- Extracted information:
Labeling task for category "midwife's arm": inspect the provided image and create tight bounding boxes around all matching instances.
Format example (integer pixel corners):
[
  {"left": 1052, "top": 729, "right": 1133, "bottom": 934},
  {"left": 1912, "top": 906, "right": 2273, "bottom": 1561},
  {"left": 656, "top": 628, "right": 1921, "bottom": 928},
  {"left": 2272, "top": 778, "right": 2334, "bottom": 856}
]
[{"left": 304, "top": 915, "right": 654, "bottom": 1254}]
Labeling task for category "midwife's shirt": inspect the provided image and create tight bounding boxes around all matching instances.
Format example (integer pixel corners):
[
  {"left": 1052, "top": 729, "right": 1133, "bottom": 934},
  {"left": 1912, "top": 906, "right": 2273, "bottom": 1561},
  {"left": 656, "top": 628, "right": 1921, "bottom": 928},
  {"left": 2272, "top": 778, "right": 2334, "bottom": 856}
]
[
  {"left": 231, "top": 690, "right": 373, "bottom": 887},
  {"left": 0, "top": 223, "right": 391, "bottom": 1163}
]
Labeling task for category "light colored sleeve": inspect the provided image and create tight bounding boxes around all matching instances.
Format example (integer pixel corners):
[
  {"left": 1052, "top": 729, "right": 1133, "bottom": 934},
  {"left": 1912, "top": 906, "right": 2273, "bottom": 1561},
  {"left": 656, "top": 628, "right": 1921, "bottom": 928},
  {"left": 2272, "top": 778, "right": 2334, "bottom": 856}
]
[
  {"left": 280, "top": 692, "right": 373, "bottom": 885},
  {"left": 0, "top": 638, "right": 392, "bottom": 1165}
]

==

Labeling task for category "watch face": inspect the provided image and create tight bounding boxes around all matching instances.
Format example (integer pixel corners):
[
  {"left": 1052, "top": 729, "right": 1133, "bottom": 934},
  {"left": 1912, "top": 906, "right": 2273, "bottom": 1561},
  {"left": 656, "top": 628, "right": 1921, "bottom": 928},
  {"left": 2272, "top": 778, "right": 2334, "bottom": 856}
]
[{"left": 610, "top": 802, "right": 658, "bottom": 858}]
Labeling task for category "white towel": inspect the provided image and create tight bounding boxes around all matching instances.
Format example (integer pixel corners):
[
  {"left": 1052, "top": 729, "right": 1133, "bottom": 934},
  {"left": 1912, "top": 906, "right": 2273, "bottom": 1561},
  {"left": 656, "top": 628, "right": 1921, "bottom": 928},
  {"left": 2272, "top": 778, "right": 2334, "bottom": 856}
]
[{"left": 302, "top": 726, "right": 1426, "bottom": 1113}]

--

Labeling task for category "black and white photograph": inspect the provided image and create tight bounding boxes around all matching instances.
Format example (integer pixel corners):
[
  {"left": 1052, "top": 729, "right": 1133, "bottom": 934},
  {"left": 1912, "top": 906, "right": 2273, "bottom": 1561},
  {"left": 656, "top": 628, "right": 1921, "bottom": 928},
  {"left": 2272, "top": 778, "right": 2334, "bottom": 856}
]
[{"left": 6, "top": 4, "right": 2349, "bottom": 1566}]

- Task statement: In the preceding material, find each line holding the word "white" and copy it out.

- Response to this exercise:
Labeling task for category "white towel": inspect the provided image and create tight bounding boxes around all matching instances.
Labeling task for category "black and white photograph": inspect the provided image and create tight bounding boxes around all matching instances.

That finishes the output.